Problem to work on:
Each record is to be transcribed exactly.

Provided records:
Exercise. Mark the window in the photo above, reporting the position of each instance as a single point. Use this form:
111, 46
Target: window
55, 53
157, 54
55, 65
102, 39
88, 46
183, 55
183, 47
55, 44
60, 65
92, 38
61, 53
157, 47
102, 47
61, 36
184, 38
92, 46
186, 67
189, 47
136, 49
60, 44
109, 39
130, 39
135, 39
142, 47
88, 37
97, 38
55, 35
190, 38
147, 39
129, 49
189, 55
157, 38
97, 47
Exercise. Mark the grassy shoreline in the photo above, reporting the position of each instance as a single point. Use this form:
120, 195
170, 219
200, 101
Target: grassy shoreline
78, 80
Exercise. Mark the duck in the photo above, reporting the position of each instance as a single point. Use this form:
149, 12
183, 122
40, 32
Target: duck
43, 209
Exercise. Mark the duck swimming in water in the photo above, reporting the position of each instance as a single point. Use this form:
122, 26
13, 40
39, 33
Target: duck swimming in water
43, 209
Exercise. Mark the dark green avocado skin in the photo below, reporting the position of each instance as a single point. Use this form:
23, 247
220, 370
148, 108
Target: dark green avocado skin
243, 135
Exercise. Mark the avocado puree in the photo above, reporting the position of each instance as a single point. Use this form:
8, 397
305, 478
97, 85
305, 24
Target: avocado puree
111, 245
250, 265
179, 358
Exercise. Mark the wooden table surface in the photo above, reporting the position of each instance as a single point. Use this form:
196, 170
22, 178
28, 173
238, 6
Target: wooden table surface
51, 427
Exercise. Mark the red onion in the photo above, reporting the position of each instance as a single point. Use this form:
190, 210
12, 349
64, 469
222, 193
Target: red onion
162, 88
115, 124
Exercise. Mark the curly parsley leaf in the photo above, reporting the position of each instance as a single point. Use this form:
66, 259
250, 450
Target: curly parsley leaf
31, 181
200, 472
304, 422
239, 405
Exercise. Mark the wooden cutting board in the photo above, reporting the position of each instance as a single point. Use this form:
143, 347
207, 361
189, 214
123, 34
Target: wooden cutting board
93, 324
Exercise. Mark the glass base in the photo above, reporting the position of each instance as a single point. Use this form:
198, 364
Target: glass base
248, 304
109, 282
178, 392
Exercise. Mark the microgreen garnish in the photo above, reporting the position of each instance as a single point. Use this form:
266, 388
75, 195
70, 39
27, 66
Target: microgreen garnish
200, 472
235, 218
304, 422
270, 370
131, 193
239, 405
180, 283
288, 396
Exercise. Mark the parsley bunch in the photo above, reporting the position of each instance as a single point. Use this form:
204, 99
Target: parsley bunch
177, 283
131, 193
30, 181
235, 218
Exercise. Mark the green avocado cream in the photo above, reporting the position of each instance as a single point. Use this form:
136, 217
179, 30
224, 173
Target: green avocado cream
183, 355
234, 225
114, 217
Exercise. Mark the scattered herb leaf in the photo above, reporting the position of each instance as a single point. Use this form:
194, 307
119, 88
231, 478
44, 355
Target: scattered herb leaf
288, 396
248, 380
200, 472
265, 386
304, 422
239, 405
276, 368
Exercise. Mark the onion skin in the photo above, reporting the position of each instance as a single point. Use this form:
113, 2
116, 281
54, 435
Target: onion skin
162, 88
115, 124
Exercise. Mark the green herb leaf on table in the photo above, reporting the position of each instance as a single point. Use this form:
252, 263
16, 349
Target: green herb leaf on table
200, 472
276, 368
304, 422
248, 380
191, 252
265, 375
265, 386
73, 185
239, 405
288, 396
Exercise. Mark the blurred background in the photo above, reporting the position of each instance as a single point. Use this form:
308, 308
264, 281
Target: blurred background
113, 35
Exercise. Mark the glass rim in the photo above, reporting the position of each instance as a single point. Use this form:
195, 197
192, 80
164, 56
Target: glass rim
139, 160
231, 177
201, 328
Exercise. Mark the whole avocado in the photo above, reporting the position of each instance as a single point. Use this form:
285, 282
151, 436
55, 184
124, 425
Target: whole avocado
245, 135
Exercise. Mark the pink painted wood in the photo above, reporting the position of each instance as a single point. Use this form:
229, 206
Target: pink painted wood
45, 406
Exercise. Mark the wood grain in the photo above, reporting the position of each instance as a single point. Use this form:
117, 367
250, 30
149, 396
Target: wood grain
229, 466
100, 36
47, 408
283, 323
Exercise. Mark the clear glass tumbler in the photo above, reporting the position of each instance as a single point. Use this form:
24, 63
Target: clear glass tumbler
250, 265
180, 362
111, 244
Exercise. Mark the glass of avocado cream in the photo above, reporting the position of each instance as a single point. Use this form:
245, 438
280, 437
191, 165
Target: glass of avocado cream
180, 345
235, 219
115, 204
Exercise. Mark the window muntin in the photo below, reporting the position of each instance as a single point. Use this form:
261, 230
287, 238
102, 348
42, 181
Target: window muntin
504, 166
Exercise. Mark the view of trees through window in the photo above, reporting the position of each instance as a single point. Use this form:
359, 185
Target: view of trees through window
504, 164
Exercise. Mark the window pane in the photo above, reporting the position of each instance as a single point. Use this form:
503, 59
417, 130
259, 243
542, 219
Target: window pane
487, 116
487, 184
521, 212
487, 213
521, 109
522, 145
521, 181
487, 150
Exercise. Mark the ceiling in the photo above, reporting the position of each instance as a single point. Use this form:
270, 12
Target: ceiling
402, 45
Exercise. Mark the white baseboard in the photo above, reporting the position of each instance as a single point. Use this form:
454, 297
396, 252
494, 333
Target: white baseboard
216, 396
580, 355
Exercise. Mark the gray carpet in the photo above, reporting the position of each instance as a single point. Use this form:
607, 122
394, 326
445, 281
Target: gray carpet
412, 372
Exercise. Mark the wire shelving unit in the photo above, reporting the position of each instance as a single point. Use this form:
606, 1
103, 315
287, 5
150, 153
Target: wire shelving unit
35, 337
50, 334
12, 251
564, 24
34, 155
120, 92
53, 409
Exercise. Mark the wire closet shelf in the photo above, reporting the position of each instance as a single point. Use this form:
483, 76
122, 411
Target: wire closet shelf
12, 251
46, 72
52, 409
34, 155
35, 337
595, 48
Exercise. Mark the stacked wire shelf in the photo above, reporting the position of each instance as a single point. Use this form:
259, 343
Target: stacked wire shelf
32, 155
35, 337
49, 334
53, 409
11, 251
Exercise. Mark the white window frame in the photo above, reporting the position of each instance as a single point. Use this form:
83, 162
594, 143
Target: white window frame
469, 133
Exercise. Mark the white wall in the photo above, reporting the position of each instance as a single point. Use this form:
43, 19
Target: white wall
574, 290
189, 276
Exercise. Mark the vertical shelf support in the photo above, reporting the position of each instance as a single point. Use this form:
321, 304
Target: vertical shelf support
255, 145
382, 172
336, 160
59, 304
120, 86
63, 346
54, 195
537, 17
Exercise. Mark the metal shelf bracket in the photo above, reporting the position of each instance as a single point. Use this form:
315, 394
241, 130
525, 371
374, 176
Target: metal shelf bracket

Answer in full:
Exercise. Mark the window in the photo above, reporting the position of each instance as a single point. Use this form:
111, 46
Target: window
55, 53
157, 54
55, 65
102, 39
88, 46
183, 55
183, 47
55, 44
60, 65
92, 38
61, 53
157, 47
102, 47
61, 36
184, 38
92, 46
186, 67
189, 47
136, 49
60, 44
109, 39
130, 39
135, 39
142, 47
88, 37
97, 38
55, 35
190, 38
147, 39
129, 49
189, 55
157, 38
97, 47
Exercise. Mark the grassy shoreline in the photo above, reporting the position of each instance as a single point. Use this form:
120, 195
170, 219
200, 101
Target: grassy shoreline
78, 80
Exercise. Mark the duck in the photo above, reporting the position of each instance as a single point. Use this form:
149, 12
183, 122
40, 32
Target: duck
43, 209
Exercise. Mark the duck swimming in water in the photo above, reporting the position of each instance as a single point. Use this form:
122, 26
13, 40
39, 33
Target: duck swimming in water
43, 209
Exercise. Mark the dark green avocado skin in the photo below, reporting the position of each instance as a single point. Use this form:
23, 247
220, 370
148, 108
Target: dark green avocado skin
243, 135
Exercise. Mark the avocado puree in the photo above, reporting the position of each instance as a single point. Use this form:
8, 397
305, 478
97, 85
305, 24
Target: avocado puree
111, 245
250, 265
179, 358
Exercise. Mark the wooden table surface in the photo above, reporting the position of each instance as a single point. Use this form:
196, 170
22, 178
28, 173
238, 6
Target: wooden table surface
51, 427
Exercise. Mark the red onion in the photo above, reporting the position of each instance as a single point. Use this form:
190, 210
12, 349
64, 469
222, 193
Target: red onion
162, 88
115, 124
Exercise. Mark the curly parsley leaf in the photo above, reporting the position of each instance as a single point. Use this form:
66, 259
250, 450
Target: curly parsley leaf
31, 181
200, 472
304, 422
239, 405
Exercise. Mark the wooden cutting board in the photo above, reporting the position of each instance as a single point. Use this form:
143, 347
207, 361
189, 214
123, 34
Target: wooden cutting board
93, 324
Exercise. Mark the glass base in the photo above, reporting the position of each instance as a single point. Use this form:
198, 364
Target: glass base
248, 304
109, 282
178, 392
Exercise. Mark the microgreen garnish in the photo above, reporting the position of each instance as a single point. Use this form:
266, 388
75, 195
70, 39
27, 66
Target: microgreen garnish
200, 472
235, 218
304, 422
270, 370
131, 193
239, 405
180, 283
288, 396
Exercise. Mark the parsley bunch in the photo above, reporting the position of each instance as a single point. Use this form:
204, 99
Target: parsley bunch
177, 283
131, 193
30, 181
235, 218
Exercise. Mark the green avocado cream in the photo above, reporting the position of each instance as a single point. Use this form:
136, 217
179, 30
224, 173
Target: green avocado cream
183, 355
234, 225
114, 217
Exercise. Mark the scattered herb leaf in the photo above, reporting the position of each instance as a single point. Use this form:
194, 307
119, 88
231, 478
44, 355
Target: scattered herb leaf
288, 396
248, 380
200, 472
265, 386
304, 422
239, 405
276, 368
Exercise. Mark the onion skin in the photo above, reporting the position of each instance as a single point. Use this form:
113, 2
116, 281
54, 435
Target: onion skin
162, 88
115, 124
Exercise. Mark the green herb leaf on table in the photo above, reporting the position of each instance as a single point. Use this form:
252, 263
16, 349
Target: green herb leaf on table
200, 472
276, 368
304, 422
248, 380
191, 252
265, 375
265, 386
73, 185
239, 405
288, 396
Exercise. Mark the blurred background in the photo above, reporting the position of each instance as a single point. Use this form:
308, 308
264, 281
Target: blurred background
113, 35
Exercise. Mark the glass rim in the photo above, reporting the position of each instance as a single point. Use this form:
195, 197
192, 80
164, 56
Target: glass rim
139, 160
231, 177
201, 328
Exercise. Mark the whole avocado in the photo above, reporting the position of each instance as a single point. Use this form:
285, 282
151, 436
55, 184
124, 425
Target: whole avocado
245, 135
Exercise. Mark the pink painted wood in the photo above, reporting the position of each instance as a single point. Use this form:
229, 206
Target: pink painted wood
45, 406
Exercise. Mark the wood grain in the photo above, reporting the position of each instance as a single point. Use this form:
117, 367
250, 30
149, 396
Target: wood grain
229, 466
100, 36
47, 408
283, 323
Exercise. Mark the clear glass tumbler in the photo above, reporting the position of each instance as a single point. Use this form:
24, 63
Target: clear glass tumbler
250, 265
180, 362
111, 244
Exercise. Mark the glass of avocado cream in the photo above, reporting the position of each instance as a single point. Use this form:
245, 438
280, 437
191, 165
Target: glass of avocado cream
180, 345
235, 219
115, 204
Exercise. Mark the window muntin in the photo below, reporting the position of each instance as a single point. Use this form:
261, 230
287, 238
102, 348
42, 181
Target: window muntin
504, 166
Exercise. Mark the view of trees through window in the photo above, reporting the position of each instance as a single point. Use this form:
359, 185
Target: view of trees through window
504, 164
Exercise. Mark the window pane in the photo above, reporting the position of each instance as a single point. Use this form:
503, 59
417, 130
259, 243
542, 219
Target: window pane
487, 116
487, 184
521, 212
487, 213
521, 109
522, 145
521, 181
487, 150
Exercise. Mark the ceiling in the photo above, reporting the position of each instance as a single point. Use this form:
270, 12
Target: ceiling
402, 45
Exercise. Mark the white baseboard in the photo above, reporting the position of each instance as a single point. Use this form:
454, 297
396, 252
494, 333
Target: white baseboard
216, 396
580, 355
Exercise. Mark the gray carpet in the photo above, reporting the position of each instance as a single point. Use this form:
607, 122
394, 326
445, 281
Target: gray carpet
412, 372
Exercise. Mark the wire shelving unit in the photo above, reporting the position of each instance as a single point. Use this form:
606, 1
103, 315
287, 5
150, 153
Target: wire shelving unit
35, 337
50, 334
12, 251
564, 24
34, 155
120, 92
53, 409
Exercise. Mark the wire closet shelf in the photo above, reporting the position of each instance as a single point. Use this form:
483, 76
122, 411
Target: wire closet shelf
12, 251
46, 72
52, 409
34, 155
35, 337
595, 48
Exercise. Mark the stacked wire shelf in the photo above, reporting the position of each instance as a single point. Use this form:
259, 343
Target: stacked wire shelf
32, 155
35, 337
49, 334
53, 409
11, 251
Exercise. Mark the white window frame in the photo above, reporting the position of each instance as a single point. Use this form:
83, 162
594, 143
Target: white window frame
469, 133
Exercise. Mark the white wall in the photo above, reporting the position of each instance as a single point. Use this form:
43, 19
Target: white wall
574, 290
189, 276
Exercise. Mark the vertical shelf support in the photo above, reporting the position of each instance as a single point. Use this form:
321, 304
Target: vertical shelf support
255, 145
382, 172
336, 160
59, 304
120, 86
63, 346
54, 195
537, 17
Exercise. Mark the metal shelf bracket in the photo above, reporting the position of each instance as a single point. Use this form:
315, 394
241, 130
525, 371
374, 176
Target: metal shelf bracket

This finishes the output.